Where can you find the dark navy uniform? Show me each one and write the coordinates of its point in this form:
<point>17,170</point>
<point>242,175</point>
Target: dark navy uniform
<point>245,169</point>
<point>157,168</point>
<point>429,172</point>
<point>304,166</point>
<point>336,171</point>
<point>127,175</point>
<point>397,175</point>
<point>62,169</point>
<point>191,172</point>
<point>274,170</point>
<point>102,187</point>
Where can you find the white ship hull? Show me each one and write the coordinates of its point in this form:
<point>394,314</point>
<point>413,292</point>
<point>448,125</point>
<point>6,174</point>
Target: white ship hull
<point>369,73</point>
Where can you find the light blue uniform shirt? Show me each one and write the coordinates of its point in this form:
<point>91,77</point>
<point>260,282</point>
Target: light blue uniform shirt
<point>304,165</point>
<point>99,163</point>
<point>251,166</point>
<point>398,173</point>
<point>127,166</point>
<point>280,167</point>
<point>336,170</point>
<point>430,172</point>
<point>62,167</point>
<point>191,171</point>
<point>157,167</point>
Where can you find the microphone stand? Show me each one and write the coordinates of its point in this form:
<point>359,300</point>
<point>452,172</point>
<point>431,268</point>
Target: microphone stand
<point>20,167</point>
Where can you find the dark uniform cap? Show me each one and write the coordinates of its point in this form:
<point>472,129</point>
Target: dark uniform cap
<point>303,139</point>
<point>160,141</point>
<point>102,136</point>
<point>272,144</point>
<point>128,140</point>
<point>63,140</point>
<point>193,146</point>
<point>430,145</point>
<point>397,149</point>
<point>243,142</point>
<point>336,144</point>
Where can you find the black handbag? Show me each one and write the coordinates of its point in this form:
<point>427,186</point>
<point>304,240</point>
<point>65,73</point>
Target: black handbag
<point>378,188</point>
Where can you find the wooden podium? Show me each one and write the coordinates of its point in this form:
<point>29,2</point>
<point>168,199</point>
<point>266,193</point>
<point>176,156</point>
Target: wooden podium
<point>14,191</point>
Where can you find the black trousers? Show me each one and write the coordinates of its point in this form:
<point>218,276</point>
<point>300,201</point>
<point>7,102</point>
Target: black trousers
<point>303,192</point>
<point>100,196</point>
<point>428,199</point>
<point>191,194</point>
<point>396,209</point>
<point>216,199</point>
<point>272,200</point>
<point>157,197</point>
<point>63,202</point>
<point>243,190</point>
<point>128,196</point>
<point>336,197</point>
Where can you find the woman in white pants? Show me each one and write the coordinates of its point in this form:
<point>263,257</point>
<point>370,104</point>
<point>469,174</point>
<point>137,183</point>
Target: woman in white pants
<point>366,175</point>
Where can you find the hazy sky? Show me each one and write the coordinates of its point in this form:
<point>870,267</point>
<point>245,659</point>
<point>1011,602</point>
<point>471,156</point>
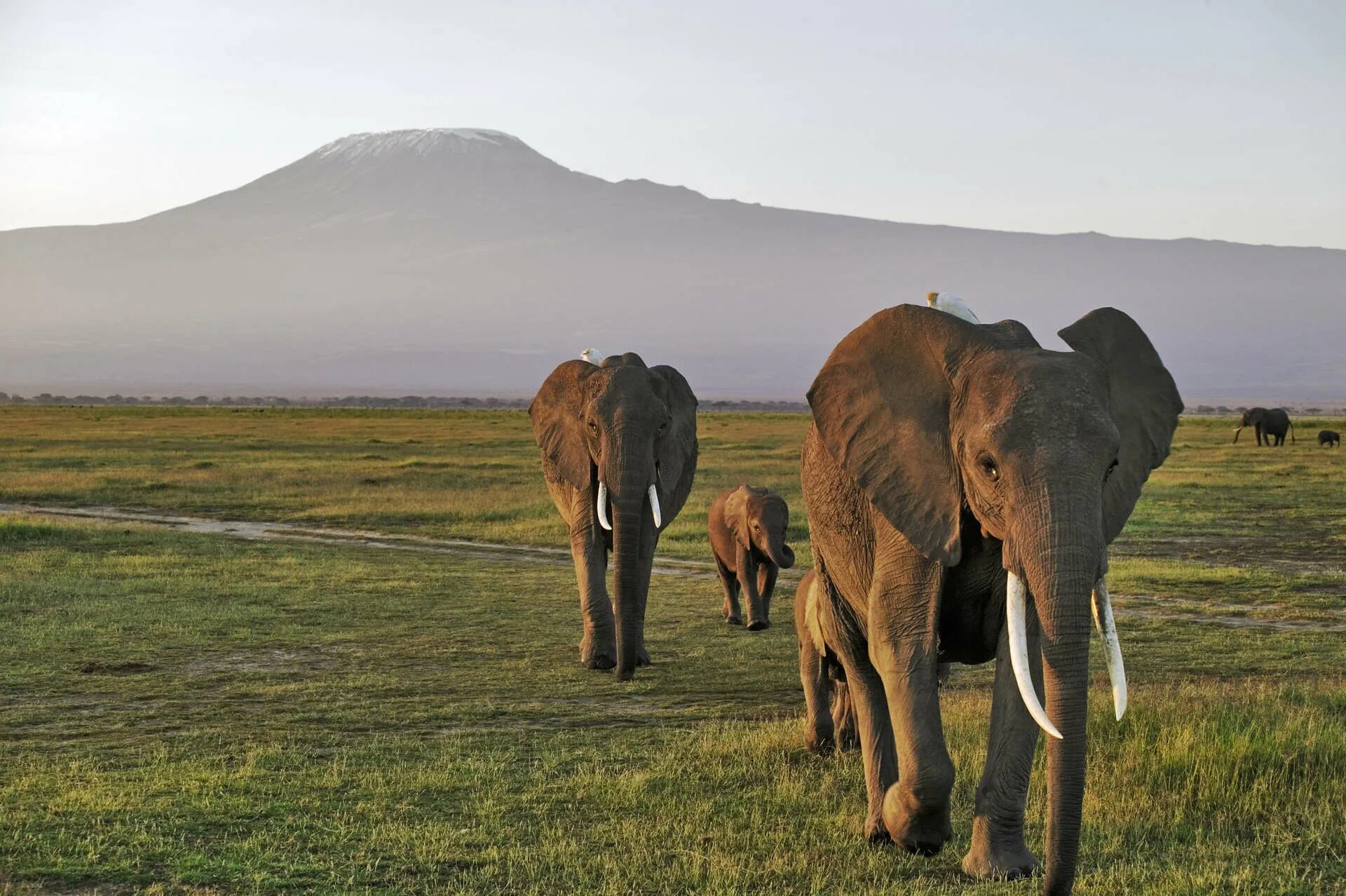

| Task statement |
Identify each line in the records above that contains the word "black", and copy those lines out in full.

| Response |
Where can you find the black handbag? Show me each one and write the coordinates of its point in this form:
Target: black handbag
Where can you find the black trousers? Show me each one and write the coordinates of its point in this form:
Target: black trousers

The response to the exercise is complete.